**HOW TO COMPLETE THIS TASK**. Once the pictures are removed, output the remaining entries exactly as given.

**Photo-based referring expression data**.
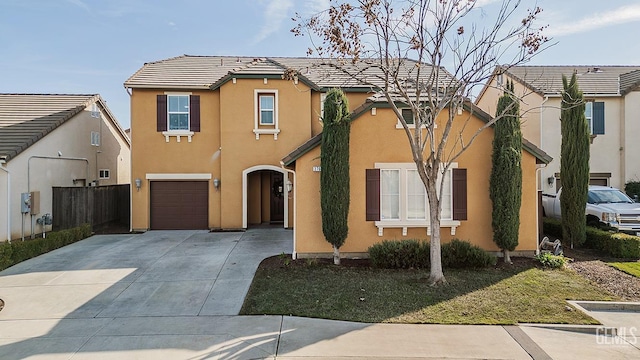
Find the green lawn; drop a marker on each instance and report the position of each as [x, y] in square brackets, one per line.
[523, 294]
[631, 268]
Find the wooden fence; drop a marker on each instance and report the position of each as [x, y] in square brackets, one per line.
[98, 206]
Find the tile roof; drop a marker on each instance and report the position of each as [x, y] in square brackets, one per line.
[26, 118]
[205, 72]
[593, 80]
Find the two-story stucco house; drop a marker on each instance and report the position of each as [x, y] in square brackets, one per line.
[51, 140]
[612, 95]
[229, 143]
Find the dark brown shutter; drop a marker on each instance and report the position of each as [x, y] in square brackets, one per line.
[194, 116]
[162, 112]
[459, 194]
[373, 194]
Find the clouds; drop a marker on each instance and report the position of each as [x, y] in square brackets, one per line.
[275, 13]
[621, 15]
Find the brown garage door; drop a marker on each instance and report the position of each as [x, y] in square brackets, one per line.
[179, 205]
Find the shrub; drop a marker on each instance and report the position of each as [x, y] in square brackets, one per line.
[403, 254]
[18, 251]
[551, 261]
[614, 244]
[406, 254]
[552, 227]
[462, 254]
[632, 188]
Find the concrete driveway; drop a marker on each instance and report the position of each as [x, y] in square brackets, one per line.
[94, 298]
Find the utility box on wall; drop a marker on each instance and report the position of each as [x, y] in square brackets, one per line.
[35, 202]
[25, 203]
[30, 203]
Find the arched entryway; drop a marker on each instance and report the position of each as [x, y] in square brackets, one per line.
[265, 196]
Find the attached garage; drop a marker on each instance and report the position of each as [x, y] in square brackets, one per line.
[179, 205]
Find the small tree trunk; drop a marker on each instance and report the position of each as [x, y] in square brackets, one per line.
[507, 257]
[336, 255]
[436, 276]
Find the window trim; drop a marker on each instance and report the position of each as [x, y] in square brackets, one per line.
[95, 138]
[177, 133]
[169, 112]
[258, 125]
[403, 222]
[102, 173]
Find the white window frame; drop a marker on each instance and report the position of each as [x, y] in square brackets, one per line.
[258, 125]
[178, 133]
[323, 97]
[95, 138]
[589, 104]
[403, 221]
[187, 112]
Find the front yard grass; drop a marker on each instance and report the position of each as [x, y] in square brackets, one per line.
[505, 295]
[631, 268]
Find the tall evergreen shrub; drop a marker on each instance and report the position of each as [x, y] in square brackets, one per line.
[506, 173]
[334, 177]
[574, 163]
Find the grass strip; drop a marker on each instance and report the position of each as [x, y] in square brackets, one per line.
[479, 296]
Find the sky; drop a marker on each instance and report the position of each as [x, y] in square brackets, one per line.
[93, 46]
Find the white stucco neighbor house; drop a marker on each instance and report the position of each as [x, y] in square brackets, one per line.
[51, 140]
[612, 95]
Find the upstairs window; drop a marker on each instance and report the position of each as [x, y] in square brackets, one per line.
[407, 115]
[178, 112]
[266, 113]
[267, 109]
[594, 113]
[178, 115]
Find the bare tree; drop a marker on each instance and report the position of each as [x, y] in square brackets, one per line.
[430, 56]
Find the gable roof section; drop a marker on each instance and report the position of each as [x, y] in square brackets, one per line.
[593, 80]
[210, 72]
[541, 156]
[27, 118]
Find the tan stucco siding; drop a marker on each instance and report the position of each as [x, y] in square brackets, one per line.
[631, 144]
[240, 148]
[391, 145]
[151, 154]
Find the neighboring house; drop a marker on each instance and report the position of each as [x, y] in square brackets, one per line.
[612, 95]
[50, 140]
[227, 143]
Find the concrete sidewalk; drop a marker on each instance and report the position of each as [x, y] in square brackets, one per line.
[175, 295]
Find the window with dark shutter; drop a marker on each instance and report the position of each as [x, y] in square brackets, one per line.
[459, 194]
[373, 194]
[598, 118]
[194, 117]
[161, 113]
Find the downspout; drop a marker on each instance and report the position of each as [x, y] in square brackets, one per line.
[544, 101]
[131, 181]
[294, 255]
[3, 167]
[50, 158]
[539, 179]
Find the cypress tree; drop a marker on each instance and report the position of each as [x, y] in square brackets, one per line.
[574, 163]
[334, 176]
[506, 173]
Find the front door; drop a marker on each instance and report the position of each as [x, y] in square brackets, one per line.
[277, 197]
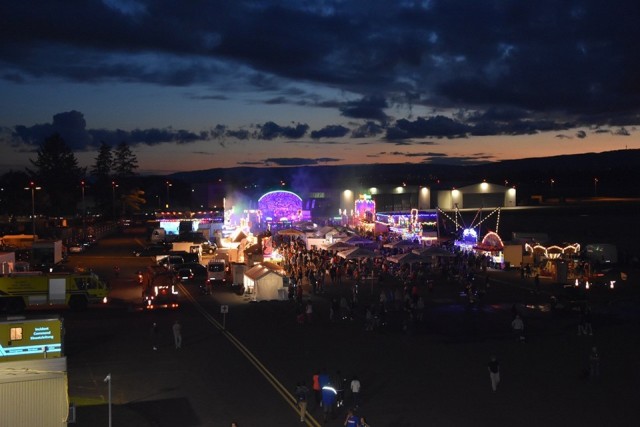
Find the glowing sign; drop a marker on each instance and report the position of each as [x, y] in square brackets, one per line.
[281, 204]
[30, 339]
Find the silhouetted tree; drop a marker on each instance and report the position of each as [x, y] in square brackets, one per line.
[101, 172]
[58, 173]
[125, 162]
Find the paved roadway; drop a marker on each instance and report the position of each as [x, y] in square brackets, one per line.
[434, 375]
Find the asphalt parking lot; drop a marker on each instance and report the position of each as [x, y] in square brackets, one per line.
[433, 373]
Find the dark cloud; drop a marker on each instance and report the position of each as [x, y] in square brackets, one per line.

**SOLUTION FOR THIS PROBLEM**.
Find the green lawn; drop a marker on each instance and report the position of each as [x, y] in square brackets, one per line.
[523, 294]
[631, 268]
Find the wooden fence; drop a marker on each instance and report the position of each as [x, y] in square brackets, one per line.
[98, 206]
Find the tile roof; drop a marker on each instance and report the position of each as [x, y] in square brackets, one per line.
[26, 118]
[205, 72]
[593, 80]
Find the two-story stucco house; drop a marker on each instance and report the position of each as [x, y] in square brackets, one per line.
[51, 140]
[612, 95]
[229, 143]
Find the dark brown shutter; drop a marker on each instance and report the position of each as [x, y] in square brackets, one per line.
[194, 116]
[162, 112]
[459, 194]
[373, 194]
Find the clouds; drop a marker on each instance and report the position of each as [x, y] in square brackets, one per line.
[275, 13]
[621, 15]
Find the brown garage door; drop a marker on each instance and report the position of each as [x, y] in square brackets, one per line.
[179, 205]
Find the shrub; drop a marker on each instance and report the position of each as [x, y] in square brackets, one per line.
[403, 254]
[18, 251]
[551, 261]
[614, 244]
[406, 254]
[552, 227]
[462, 254]
[632, 188]
Find the concrete driveway; drop a marker on each instance and report the position of each as [x, y] in square brackets, one per line.
[94, 298]
Find the utility box on wall; drop a marker on each instance and report the position of each as [x, y] in square brackets, one per line.
[35, 202]
[25, 203]
[30, 203]
Find the arched entryway; drop a marker on each instance and report the position of each as [x, y] in square brackets, one per line.
[265, 196]
Find the attached garage; drop a marker on each instance and report the position of each as [x, y] in square brackets, one per line.
[179, 205]
Find the small tree trunk; drop a marker on each instance and report the position of each as [x, y] in square brackets, one per line.
[507, 257]
[336, 255]
[436, 276]
Find the window trim; drop a marker on each instance and report the position of each as [x, y] in square brackets, one per line.
[95, 138]
[177, 133]
[169, 112]
[258, 125]
[403, 222]
[102, 173]
Find the white window frame; drop a marker on each instance and report the position of each as [x, y] in square brackets, one per line.
[258, 125]
[178, 133]
[323, 97]
[95, 138]
[589, 104]
[403, 221]
[187, 112]
Find the front yard grass; drop a marker on each instance and report the position of each as [x, y] in square brackets, one per line.
[505, 295]
[631, 268]
Find the tall evergreen shrub; drop a marker on each instance and report the position of each as [x, y] in square brackets, one per line.
[506, 173]
[334, 177]
[574, 163]
Find the grass strip; drop a marker on each instance and report the position of each as [x, y] in square brackets, one per line.
[479, 296]
Find the sky; drop a marker on each instance and report the position of each as [x, y] in square brackets, one per line.
[93, 46]
Find the white stucco neighbor house; drop a marker on each instance and report the position of each as [x, y] in square brackets, one per line.
[51, 140]
[612, 95]
Find the upstairs window; drop a marker on each instance and report the position of each as [x, y] in square brackets, one per line.
[407, 115]
[178, 112]
[266, 113]
[267, 109]
[594, 113]
[178, 115]
Find the bare tree; drop a marker on each instance and report the position of each as [x, y] in square brackets, one per line.
[430, 56]
Find the gable roof section; drop a marker on each instance and report the position of each as [x, y] in square brackets, one per line.
[593, 80]
[210, 72]
[541, 156]
[27, 118]
Find the tan stucco siding; drop a marker on each instance and report the position of each as [x, y] in square brackets, one per line.
[631, 144]
[240, 148]
[391, 145]
[151, 154]
Find the neighboring house; drop a marker on each instance and report the position of each as [x, y] in square brackets, one per line.
[612, 95]
[50, 140]
[227, 143]
Find the concrete sidewalk; drop a marker on each instance and report the position of each as [x, y] in square brackets, one per line.
[175, 295]
Find the window with dark shutter; drop a marker on each instance and report the position of each as [x, y] in square brackets, one per line.
[459, 194]
[373, 194]
[598, 118]
[194, 117]
[161, 113]
Find the downspout; drop a marker on each instance and report the position of each as [x, y] in square brackets, one per line.
[544, 101]
[131, 181]
[294, 255]
[3, 167]
[50, 158]
[539, 179]
Find the cypress tree; drop a marker on each instance and report the position of each as [x, y] in square brackets, one per line.
[574, 163]
[334, 176]
[506, 173]
Find the front door; drop a marker on each instance and report the position of each as [x, y] in square brackets, one per line.
[277, 197]
Find the glowing sign; drop a marker on each instance and report the position of each as [x, y] in square brackets, one per line.
[281, 204]
[30, 339]
Find the silhouetted tree; drop a marker on each instance and report the position of each as [x, y] in square brackets, one per line.
[101, 172]
[58, 173]
[125, 162]
Find the paved roadway; drop a marker on each instance and report the position of each as [x, y] in square brackets, one per line.
[434, 375]
Find the asphalt parking lot; drop a marker on each instance and report the position of each as [x, y] in square brackets, one per line.
[433, 373]
Find the dark cloud; drop a marker on each instance and report the position of each as [x, y] in square brackets, one per line.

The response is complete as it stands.